§ Task statement
Copy all the records exactly; the complete set is the expected result.

§ Provided entries
-- Opening Marker --

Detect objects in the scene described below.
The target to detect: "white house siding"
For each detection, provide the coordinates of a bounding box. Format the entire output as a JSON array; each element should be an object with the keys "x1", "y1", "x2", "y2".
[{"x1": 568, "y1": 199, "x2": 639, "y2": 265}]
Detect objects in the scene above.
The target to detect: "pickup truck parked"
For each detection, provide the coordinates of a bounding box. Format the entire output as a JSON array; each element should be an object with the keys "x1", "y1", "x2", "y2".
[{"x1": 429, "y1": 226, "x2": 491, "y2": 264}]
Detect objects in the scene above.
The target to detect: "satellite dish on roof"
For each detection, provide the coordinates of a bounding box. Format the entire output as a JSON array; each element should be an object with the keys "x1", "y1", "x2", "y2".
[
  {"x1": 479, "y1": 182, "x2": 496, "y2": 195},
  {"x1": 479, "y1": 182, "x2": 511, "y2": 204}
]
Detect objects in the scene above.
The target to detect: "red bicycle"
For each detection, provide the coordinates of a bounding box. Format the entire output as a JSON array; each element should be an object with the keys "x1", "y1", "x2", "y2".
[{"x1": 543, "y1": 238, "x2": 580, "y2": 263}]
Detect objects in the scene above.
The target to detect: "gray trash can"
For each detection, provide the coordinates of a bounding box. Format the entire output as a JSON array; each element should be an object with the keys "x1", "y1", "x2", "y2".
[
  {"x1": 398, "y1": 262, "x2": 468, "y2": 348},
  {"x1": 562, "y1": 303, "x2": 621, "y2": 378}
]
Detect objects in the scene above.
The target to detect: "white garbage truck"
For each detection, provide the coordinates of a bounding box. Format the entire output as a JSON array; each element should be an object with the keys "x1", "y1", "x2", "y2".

-- Closing Marker --

§ Response area
Detect objects in the scene described below.
The target to detect: "white house siding"
For each detection, provide the coordinates of a bounding box. Format the entire output as a JSON array; each element should be an object with the keys "x1", "y1", "x2", "y2".
[{"x1": 568, "y1": 199, "x2": 639, "y2": 265}]
Detect objects in the scene above.
The target to detect: "pickup truck parked"
For each detection, provide the coordinates of a bounding box. Format the entire output as a JSON array; each element should be an object with the keys "x1", "y1", "x2", "y2".
[{"x1": 429, "y1": 226, "x2": 491, "y2": 264}]
Detect objects in the scene above.
The target to detect: "satellite dish on roof"
For each detection, provide the coordinates of a bounding box. Format the entire output as a JSON array; each element should be an object with the keys "x1", "y1", "x2", "y2".
[
  {"x1": 479, "y1": 182, "x2": 496, "y2": 195},
  {"x1": 479, "y1": 182, "x2": 511, "y2": 204}
]
Detect objects in the scene above.
The target to detect: "red bicycle"
For each detection, provide the coordinates of a bounding box. Format the entire output as a JSON array; each element should be an object with the keys "x1", "y1", "x2", "y2".
[{"x1": 543, "y1": 238, "x2": 580, "y2": 263}]
Detect objects in the scene above.
The target to detect: "gray trash can"
For each detection, provide the coordinates of a bounding box. Format the entire output as a JSON array; each element should be an object with the keys "x1", "y1", "x2", "y2".
[
  {"x1": 398, "y1": 262, "x2": 468, "y2": 348},
  {"x1": 562, "y1": 303, "x2": 621, "y2": 378}
]
Detect objects in the scene above.
The target to detect: "white garbage truck"
For each detection, provide the coordinates of a bounding box. Format the entire output as a JSON array; each element should be an object with the keys "x1", "y1", "x2", "y2".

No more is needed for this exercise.